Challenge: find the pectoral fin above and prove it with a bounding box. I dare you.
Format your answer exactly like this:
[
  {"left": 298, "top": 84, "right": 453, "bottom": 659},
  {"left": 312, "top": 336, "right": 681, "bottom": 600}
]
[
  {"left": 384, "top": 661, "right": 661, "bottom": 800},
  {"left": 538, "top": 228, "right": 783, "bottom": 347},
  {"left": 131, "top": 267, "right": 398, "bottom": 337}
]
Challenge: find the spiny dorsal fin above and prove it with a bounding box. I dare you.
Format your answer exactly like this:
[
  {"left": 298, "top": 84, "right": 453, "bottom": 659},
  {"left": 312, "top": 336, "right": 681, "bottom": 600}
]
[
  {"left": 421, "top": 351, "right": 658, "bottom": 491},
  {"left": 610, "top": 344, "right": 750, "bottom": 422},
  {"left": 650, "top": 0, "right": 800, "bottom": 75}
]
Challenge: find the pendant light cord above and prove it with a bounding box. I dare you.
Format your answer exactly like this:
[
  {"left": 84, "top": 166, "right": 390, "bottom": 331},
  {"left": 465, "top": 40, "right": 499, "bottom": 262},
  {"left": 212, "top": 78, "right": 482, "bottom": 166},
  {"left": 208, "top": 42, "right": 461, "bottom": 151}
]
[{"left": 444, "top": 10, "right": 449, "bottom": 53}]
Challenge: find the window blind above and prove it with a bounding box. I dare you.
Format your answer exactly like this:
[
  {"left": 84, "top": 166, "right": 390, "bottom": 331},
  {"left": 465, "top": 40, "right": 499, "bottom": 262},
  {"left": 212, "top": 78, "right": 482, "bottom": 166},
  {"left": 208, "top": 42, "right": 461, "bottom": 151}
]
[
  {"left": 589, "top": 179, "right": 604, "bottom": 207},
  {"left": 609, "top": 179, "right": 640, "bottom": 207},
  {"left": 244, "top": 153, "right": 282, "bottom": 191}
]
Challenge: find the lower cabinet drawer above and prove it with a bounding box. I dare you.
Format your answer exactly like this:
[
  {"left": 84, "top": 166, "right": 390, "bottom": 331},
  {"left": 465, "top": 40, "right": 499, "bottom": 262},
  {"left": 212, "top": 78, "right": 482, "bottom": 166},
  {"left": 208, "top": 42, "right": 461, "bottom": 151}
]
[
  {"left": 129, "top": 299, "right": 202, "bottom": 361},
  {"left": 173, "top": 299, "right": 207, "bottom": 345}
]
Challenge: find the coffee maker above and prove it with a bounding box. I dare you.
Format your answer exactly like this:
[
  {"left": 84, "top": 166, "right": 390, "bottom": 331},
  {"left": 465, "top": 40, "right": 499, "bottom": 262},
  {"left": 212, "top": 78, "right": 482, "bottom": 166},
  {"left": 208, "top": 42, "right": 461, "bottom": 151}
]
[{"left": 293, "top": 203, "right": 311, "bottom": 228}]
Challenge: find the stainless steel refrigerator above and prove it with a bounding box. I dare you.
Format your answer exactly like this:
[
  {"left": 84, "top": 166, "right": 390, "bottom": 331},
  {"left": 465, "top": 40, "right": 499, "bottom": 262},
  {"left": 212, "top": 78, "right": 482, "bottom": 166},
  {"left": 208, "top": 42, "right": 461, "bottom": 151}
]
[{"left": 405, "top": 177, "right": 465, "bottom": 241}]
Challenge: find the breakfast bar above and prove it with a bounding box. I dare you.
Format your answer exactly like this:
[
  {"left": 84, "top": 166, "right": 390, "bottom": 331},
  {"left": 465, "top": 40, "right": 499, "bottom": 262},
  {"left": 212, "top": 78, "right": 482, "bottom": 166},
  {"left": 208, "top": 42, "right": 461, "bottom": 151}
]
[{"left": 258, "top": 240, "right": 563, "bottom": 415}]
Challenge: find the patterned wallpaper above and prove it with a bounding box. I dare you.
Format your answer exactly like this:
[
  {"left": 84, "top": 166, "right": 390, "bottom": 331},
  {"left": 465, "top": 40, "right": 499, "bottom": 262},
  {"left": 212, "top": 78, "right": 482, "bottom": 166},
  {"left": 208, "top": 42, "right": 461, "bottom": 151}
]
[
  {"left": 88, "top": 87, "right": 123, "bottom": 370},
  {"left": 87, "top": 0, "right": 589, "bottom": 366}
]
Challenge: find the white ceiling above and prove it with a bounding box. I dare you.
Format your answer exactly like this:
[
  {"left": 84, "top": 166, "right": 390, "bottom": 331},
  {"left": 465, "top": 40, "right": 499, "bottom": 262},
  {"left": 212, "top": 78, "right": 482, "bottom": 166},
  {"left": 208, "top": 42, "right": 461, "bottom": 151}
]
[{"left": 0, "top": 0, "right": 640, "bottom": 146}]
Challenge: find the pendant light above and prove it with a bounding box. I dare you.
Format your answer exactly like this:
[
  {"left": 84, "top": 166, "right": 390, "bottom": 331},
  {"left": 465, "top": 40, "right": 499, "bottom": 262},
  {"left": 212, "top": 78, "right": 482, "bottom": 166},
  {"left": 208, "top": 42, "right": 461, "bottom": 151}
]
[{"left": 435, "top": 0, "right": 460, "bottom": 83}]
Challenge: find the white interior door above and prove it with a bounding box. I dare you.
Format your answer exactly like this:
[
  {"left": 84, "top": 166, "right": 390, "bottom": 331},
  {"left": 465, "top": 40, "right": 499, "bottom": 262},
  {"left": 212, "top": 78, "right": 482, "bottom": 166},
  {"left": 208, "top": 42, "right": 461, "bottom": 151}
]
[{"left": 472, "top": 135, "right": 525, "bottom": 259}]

◇ ◇ ◇ ◇

## Written request
Copy all of the data above line for line, keeping every character, space, and line break unchanged.

## Task response
Challenge: find the pectoral fin above and prove it with a bounding box. I dare you.
Format your answer exactly like this:
[
  {"left": 298, "top": 84, "right": 453, "bottom": 659},
  {"left": 312, "top": 336, "right": 681, "bottom": 600}
]
[
  {"left": 384, "top": 661, "right": 661, "bottom": 800},
  {"left": 538, "top": 228, "right": 783, "bottom": 347},
  {"left": 131, "top": 267, "right": 398, "bottom": 337}
]
Challenge: find the spiny dorsal fin above and prove it with a bounding box. I dare you.
Format your answer exactly like this:
[
  {"left": 298, "top": 84, "right": 453, "bottom": 659},
  {"left": 312, "top": 336, "right": 681, "bottom": 600}
]
[
  {"left": 421, "top": 351, "right": 658, "bottom": 491},
  {"left": 610, "top": 344, "right": 750, "bottom": 422},
  {"left": 650, "top": 0, "right": 800, "bottom": 75}
]
Challenge: find the pendant light cord above and prove it with a bounding box. I dare you.
Format your answer exactly like this:
[
  {"left": 84, "top": 166, "right": 390, "bottom": 331},
  {"left": 465, "top": 40, "right": 499, "bottom": 262},
  {"left": 212, "top": 78, "right": 482, "bottom": 166},
  {"left": 208, "top": 42, "right": 461, "bottom": 151}
]
[{"left": 444, "top": 10, "right": 449, "bottom": 53}]
Challenge: find the window blind above and prove it with a bounding box. I dare you.
Format your answer exactly like this:
[
  {"left": 84, "top": 166, "right": 390, "bottom": 331},
  {"left": 465, "top": 40, "right": 499, "bottom": 262},
  {"left": 212, "top": 78, "right": 482, "bottom": 166},
  {"left": 208, "top": 42, "right": 461, "bottom": 151}
]
[
  {"left": 589, "top": 179, "right": 604, "bottom": 207},
  {"left": 609, "top": 179, "right": 640, "bottom": 207},
  {"left": 244, "top": 153, "right": 282, "bottom": 191}
]
Challenge: find the lower cabinet drawer above and prove it with a bounding box. I dare you.
Format your answer exactly like this:
[
  {"left": 84, "top": 166, "right": 390, "bottom": 331},
  {"left": 465, "top": 40, "right": 499, "bottom": 262},
  {"left": 212, "top": 78, "right": 482, "bottom": 166},
  {"left": 208, "top": 42, "right": 461, "bottom": 151}
]
[
  {"left": 129, "top": 299, "right": 202, "bottom": 361},
  {"left": 173, "top": 299, "right": 207, "bottom": 345}
]
Challenge: find the coffee maker above and prove it with a bounding box. I dare you.
Format your answer exactly like this:
[
  {"left": 84, "top": 166, "right": 390, "bottom": 331},
  {"left": 465, "top": 40, "right": 499, "bottom": 262},
  {"left": 212, "top": 78, "right": 482, "bottom": 166},
  {"left": 208, "top": 42, "right": 461, "bottom": 151}
]
[{"left": 293, "top": 203, "right": 311, "bottom": 228}]
Challenge: find the stainless steel refrigerator above and prove it with a bounding box. I dare you.
Format your answer exactly like this:
[
  {"left": 84, "top": 166, "right": 390, "bottom": 331},
  {"left": 465, "top": 40, "right": 499, "bottom": 262},
  {"left": 212, "top": 78, "right": 482, "bottom": 166},
  {"left": 208, "top": 42, "right": 461, "bottom": 151}
]
[{"left": 405, "top": 177, "right": 465, "bottom": 241}]
Challenge: find the breakfast bar above and prove it with a bounding box. I dare you.
Format your answer exactly like this:
[
  {"left": 84, "top": 166, "right": 390, "bottom": 331},
  {"left": 465, "top": 40, "right": 499, "bottom": 262},
  {"left": 212, "top": 78, "right": 482, "bottom": 166},
  {"left": 208, "top": 42, "right": 461, "bottom": 151}
]
[{"left": 258, "top": 240, "right": 563, "bottom": 415}]
Challenge: find the patterned wallpaper above and prove it with a bounding box. I dare you.
Format your answer exactly like this:
[
  {"left": 84, "top": 166, "right": 390, "bottom": 331},
  {"left": 465, "top": 40, "right": 499, "bottom": 262},
  {"left": 212, "top": 78, "right": 482, "bottom": 166},
  {"left": 208, "top": 42, "right": 461, "bottom": 151}
]
[
  {"left": 88, "top": 87, "right": 123, "bottom": 370},
  {"left": 87, "top": 0, "right": 589, "bottom": 366}
]
Challenge: find the white ceiling above and prove it with a bounding box. I dare you.
Format your answer exactly like this:
[
  {"left": 84, "top": 166, "right": 390, "bottom": 331},
  {"left": 465, "top": 40, "right": 499, "bottom": 262},
  {"left": 212, "top": 78, "right": 482, "bottom": 166},
  {"left": 208, "top": 42, "right": 461, "bottom": 151}
]
[{"left": 0, "top": 0, "right": 640, "bottom": 146}]
Challenge: find the pendant light above and prove it with a bounding box. I dare you.
Format your answer exactly like this:
[
  {"left": 84, "top": 166, "right": 390, "bottom": 331},
  {"left": 465, "top": 40, "right": 499, "bottom": 262},
  {"left": 212, "top": 78, "right": 482, "bottom": 166},
  {"left": 208, "top": 42, "right": 461, "bottom": 151}
]
[{"left": 435, "top": 0, "right": 460, "bottom": 83}]
Challenge: find the white interior door above and prove it with a bounding box. I dare you.
Format your answer exactly like this:
[
  {"left": 84, "top": 166, "right": 390, "bottom": 331},
  {"left": 465, "top": 40, "right": 499, "bottom": 262},
  {"left": 212, "top": 78, "right": 482, "bottom": 166},
  {"left": 208, "top": 42, "right": 461, "bottom": 151}
]
[{"left": 472, "top": 135, "right": 525, "bottom": 259}]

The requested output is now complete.